- **Material for this task**
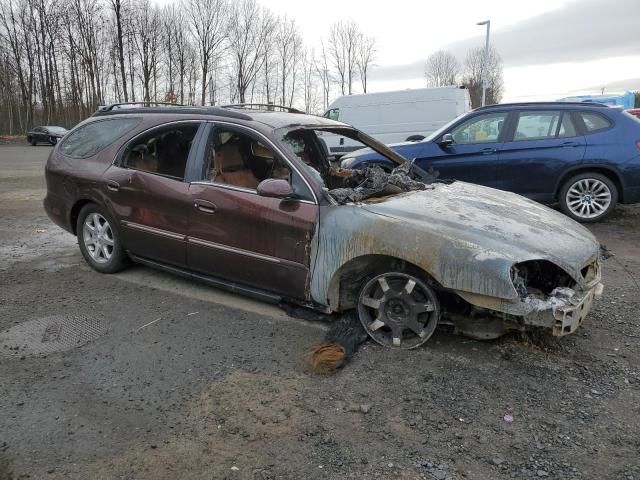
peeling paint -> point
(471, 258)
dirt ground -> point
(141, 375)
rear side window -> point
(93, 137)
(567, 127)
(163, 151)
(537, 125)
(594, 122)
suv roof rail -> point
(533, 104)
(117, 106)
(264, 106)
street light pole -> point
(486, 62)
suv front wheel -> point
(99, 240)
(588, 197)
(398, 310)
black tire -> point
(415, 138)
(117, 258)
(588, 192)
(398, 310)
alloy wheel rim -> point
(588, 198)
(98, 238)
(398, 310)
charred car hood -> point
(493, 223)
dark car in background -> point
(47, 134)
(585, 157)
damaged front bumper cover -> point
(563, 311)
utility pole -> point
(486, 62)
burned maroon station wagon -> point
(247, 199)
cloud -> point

---

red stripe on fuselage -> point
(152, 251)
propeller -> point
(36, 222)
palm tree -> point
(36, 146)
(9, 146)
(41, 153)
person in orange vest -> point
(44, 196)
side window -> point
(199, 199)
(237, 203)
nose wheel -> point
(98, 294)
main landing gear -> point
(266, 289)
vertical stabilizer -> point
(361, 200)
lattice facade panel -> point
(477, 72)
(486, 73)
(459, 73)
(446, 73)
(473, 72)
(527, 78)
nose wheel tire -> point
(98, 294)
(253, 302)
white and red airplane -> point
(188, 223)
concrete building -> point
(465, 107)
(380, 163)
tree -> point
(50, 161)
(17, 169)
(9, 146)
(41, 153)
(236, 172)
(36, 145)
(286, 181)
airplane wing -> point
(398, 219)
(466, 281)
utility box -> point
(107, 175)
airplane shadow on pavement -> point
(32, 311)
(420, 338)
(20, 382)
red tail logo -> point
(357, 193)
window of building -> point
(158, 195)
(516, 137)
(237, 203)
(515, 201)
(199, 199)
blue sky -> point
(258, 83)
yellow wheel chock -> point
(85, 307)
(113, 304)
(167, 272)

- **Try it**
Send back exactly the lines of the listing above starting at the one with "dark car in background -> point" and ending at the one with "cloud -> point", inclusive, and no others.

- **Solution**
dark car in background -> point
(47, 134)
(585, 157)
damaged front bumper cover -> point
(563, 311)
utility pole -> point
(486, 62)
burned maroon station wagon -> point
(247, 199)
cloud -> point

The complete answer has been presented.